▶ QUESITO DA RISOLVERE
In base al testo su nazismo e classe operaia, risponda alle seguenti domande:
(a) In quale anno la libreria Calusca pubblicò i risultati delle ricerche?
(b) Su quale testata fu pubblicato l'estratto della relazione di Sergio Bologna?
(c) Chi aveva puntato molto sullo «Stato sociale» nella Repubblica di Weimar?

▶ TESTO PROPOSTO
+ + + + +
Negli anni Ottanta del
900, alcuni storici “revisionisti” tendevano a negarne il
carattere prevalentemente piccolo-borghese del nazismo tedesco e
inserivano la classe operaia o una parte fondamentale di essa tra le
componenti del nazionalsocialismo hitleriano. Alcune fondazioni e
alcuni centri sociali italiani e tedeschi organizzarono proprio in
quegli anni un ciclo di ricerche un ciclo di ricerche originali sul
tema della base sociale del nazismo e della partecipazione operaia
alla costruzione del regime. La libreria Calusca pubblicò nel 1994 i
risultati di alcune ricerche in un volume collettaneo dal titolo
Classe operaia e nazismo. Sergio
Bologna, storico e sociologo del lavoro tuttora attivo, era autore di
una relazione da cui è tratto questo estratto che fu pubblicato su
“il manifesto”. A me sembra che per più di una ragione le
scoperte e acquisizioni di quella ricerca siano oggi più importanti
che allora. (S.L.L.)
Le politiche
occupazionali del nazismo
dopo la presa del potere
Il legame con uno «Stato
sociale», su cui molto avevano puntato sia la socialdemocrazia che i
sindacati per dare senso di cittadinanza alla classe operaia nella
Repubblica di Weimar e per inculcare in tal modo fedeltà alle
istituzioni repubblicane, si frantuma e questo scollamento
contribuiva a creare un ulteriore senso di estraneità della classe
rimasta senza lavoro nei confronti dello Stato e delle sue
istituzioni: quindi quando si dice che la classe operaia non difese
adeguatamente la democrazia repubblicana occorre tenere presente che
questa democrazia rappresentava ormai ben poco agli occhi del nucleo
centrale della forza lavoro.
+ + + + +
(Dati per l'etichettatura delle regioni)
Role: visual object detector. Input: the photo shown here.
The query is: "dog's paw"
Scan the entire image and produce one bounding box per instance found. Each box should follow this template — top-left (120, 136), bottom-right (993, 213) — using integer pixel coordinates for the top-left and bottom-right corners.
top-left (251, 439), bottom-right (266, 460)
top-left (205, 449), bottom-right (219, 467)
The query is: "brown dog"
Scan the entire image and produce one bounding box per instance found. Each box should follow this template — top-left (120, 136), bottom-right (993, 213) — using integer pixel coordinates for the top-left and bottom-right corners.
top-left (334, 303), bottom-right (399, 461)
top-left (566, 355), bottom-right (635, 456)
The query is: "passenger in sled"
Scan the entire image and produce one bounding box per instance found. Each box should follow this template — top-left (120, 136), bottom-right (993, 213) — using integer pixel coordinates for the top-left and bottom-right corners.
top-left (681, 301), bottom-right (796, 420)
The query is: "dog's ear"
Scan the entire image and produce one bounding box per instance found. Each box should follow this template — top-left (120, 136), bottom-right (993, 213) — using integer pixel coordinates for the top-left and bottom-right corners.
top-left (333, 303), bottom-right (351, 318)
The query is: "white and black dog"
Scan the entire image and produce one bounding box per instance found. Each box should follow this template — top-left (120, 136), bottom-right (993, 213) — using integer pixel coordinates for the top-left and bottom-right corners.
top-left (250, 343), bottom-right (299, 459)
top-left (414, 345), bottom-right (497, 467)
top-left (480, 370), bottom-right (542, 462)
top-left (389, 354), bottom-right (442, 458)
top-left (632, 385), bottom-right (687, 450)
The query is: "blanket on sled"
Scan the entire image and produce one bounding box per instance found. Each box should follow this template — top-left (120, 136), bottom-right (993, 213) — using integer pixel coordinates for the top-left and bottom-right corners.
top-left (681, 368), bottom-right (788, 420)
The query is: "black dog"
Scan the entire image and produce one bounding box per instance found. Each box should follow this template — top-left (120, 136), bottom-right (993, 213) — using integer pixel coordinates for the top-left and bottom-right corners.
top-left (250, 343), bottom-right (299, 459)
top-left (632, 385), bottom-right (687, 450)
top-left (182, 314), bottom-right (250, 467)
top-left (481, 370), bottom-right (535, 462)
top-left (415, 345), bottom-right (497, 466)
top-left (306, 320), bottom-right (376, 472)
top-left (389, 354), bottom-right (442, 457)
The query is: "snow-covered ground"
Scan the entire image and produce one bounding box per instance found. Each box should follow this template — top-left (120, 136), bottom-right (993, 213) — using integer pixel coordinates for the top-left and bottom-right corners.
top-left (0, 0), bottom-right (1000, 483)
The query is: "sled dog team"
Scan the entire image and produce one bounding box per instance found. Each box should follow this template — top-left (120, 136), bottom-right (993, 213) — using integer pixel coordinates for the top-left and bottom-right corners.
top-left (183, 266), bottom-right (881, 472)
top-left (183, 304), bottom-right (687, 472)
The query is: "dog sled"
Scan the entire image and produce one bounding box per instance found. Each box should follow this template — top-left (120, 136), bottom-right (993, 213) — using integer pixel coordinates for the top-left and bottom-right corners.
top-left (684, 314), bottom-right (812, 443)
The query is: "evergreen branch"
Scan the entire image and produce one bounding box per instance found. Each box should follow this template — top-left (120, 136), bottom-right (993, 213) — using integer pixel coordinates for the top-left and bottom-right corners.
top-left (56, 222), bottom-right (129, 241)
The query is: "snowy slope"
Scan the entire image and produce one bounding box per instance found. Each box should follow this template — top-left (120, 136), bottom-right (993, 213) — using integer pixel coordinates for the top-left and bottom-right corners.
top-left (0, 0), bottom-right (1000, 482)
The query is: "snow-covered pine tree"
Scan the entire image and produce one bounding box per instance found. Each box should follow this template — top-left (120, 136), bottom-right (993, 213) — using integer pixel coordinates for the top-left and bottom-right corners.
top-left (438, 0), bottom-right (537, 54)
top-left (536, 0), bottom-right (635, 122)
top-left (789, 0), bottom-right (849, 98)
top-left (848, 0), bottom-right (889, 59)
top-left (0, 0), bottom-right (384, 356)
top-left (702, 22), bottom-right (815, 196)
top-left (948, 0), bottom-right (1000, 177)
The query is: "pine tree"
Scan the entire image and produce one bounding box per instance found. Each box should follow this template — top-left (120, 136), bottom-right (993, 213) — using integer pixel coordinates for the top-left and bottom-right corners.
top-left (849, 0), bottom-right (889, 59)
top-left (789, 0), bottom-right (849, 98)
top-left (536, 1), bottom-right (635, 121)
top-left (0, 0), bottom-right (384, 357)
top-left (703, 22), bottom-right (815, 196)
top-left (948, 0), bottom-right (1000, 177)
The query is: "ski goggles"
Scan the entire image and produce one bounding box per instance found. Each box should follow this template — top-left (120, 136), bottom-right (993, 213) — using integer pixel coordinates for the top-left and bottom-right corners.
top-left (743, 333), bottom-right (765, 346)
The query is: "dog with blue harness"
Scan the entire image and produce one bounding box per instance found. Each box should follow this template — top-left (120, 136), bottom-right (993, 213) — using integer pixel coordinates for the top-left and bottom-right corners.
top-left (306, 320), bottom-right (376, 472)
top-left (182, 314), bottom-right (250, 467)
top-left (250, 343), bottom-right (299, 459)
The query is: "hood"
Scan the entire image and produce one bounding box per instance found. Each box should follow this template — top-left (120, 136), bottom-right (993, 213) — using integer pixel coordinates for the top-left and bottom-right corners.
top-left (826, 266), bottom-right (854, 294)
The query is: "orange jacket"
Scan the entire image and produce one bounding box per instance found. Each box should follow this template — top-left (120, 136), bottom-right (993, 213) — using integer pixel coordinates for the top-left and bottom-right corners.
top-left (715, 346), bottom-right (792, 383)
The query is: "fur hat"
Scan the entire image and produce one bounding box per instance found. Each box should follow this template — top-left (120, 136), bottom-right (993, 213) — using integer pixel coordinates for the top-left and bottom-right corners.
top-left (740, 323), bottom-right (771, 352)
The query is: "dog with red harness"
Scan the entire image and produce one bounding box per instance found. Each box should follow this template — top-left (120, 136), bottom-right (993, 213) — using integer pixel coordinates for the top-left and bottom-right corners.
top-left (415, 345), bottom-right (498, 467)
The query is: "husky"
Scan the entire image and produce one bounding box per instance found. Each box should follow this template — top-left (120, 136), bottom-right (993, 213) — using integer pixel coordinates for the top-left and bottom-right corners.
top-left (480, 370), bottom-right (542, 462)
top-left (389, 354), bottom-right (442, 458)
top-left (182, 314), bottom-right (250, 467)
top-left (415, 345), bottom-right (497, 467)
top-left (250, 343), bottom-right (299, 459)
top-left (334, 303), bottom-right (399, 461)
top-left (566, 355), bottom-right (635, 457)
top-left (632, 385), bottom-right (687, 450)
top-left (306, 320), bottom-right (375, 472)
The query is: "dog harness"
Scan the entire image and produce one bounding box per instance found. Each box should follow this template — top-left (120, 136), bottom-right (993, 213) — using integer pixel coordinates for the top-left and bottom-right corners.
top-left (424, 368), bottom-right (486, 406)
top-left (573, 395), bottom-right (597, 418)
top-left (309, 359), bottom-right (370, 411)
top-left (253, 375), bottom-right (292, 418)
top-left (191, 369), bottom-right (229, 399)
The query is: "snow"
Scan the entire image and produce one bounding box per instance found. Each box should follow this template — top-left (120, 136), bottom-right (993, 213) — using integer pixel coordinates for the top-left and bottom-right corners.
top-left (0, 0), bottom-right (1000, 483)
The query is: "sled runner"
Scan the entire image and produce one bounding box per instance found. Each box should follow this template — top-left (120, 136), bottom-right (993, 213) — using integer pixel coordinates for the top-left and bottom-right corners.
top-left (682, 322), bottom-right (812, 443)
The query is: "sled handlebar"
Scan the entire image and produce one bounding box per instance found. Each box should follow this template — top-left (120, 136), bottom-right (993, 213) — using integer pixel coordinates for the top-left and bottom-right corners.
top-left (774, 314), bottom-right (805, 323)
+ + + + +
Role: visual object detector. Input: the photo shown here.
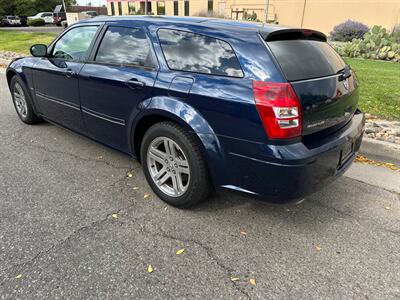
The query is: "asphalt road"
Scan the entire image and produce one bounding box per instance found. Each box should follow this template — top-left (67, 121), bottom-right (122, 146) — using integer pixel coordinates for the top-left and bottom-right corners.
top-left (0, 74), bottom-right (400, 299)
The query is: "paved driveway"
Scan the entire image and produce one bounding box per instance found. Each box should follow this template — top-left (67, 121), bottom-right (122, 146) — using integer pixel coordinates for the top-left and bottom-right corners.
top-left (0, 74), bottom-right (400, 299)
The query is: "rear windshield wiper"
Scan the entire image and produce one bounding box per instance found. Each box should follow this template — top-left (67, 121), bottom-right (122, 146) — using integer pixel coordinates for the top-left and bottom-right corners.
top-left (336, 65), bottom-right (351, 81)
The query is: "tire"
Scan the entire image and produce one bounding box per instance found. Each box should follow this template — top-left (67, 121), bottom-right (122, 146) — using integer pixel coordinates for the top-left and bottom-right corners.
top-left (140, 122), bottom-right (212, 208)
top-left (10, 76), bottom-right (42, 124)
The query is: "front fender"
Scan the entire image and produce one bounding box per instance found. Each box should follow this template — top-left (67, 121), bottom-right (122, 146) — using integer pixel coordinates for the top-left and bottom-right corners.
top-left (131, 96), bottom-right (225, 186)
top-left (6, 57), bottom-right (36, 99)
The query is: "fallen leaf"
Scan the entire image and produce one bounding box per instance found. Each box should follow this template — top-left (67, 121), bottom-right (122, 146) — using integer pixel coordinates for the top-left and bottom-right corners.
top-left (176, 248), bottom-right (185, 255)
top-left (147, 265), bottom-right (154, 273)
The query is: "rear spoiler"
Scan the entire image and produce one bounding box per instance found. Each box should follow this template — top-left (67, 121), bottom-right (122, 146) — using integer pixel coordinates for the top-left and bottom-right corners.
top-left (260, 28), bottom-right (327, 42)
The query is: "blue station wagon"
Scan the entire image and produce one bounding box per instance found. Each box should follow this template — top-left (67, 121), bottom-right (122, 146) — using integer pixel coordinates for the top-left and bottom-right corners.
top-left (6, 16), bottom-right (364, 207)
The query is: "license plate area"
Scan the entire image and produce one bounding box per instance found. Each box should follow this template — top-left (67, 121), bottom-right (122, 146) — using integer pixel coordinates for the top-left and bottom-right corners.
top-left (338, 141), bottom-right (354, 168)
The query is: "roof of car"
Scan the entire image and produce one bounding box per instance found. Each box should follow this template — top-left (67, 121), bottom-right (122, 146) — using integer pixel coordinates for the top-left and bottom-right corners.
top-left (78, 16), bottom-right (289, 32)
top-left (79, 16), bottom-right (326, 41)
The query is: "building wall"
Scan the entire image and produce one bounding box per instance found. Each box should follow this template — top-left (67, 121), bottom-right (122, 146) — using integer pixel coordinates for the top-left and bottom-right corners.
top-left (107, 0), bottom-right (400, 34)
+ + + + +
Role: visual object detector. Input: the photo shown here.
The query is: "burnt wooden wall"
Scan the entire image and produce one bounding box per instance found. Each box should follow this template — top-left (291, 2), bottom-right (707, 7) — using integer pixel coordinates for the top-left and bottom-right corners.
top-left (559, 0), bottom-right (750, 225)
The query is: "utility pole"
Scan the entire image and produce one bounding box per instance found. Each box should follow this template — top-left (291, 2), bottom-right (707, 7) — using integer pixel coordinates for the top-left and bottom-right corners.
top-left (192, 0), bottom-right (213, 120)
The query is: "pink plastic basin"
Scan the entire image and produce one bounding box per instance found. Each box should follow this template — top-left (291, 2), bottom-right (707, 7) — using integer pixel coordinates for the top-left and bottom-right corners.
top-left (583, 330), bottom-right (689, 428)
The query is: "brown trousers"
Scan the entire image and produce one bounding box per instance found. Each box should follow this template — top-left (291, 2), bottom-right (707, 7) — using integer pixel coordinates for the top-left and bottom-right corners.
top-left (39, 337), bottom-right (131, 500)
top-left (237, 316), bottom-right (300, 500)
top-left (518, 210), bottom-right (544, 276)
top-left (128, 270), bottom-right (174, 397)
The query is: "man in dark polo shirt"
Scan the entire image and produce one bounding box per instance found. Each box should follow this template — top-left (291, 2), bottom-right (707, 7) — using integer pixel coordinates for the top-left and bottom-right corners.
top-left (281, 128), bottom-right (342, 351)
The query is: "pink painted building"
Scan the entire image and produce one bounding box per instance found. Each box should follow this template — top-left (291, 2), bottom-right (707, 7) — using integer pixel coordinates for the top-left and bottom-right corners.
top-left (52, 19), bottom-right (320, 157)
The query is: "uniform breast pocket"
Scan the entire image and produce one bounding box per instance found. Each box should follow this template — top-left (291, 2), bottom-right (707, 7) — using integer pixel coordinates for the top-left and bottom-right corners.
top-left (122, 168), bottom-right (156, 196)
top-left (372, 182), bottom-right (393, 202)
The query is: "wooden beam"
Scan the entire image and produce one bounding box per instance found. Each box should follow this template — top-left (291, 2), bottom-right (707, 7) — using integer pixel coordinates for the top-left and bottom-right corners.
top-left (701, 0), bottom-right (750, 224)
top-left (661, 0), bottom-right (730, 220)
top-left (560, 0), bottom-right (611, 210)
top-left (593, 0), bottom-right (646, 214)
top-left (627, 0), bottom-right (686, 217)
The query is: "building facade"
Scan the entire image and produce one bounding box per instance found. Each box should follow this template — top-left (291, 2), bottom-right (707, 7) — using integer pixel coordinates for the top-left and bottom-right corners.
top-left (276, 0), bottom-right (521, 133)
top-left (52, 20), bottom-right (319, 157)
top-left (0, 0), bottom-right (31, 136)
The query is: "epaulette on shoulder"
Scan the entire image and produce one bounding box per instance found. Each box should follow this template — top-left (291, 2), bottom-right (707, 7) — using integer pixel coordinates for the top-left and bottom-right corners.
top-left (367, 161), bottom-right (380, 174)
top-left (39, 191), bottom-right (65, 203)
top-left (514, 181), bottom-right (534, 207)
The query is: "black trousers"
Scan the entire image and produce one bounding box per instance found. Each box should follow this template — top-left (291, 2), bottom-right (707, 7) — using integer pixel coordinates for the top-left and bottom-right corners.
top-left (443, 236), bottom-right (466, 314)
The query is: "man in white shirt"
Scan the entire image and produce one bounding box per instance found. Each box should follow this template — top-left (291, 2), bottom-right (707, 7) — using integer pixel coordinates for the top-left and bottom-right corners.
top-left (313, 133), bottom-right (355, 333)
+ + + + +
▶ SOLUZIONE PROPOSTA
(a) Nel 1994.
(b) Su “il manifesto”.
(c) La socialdemocrazia e i sindacati.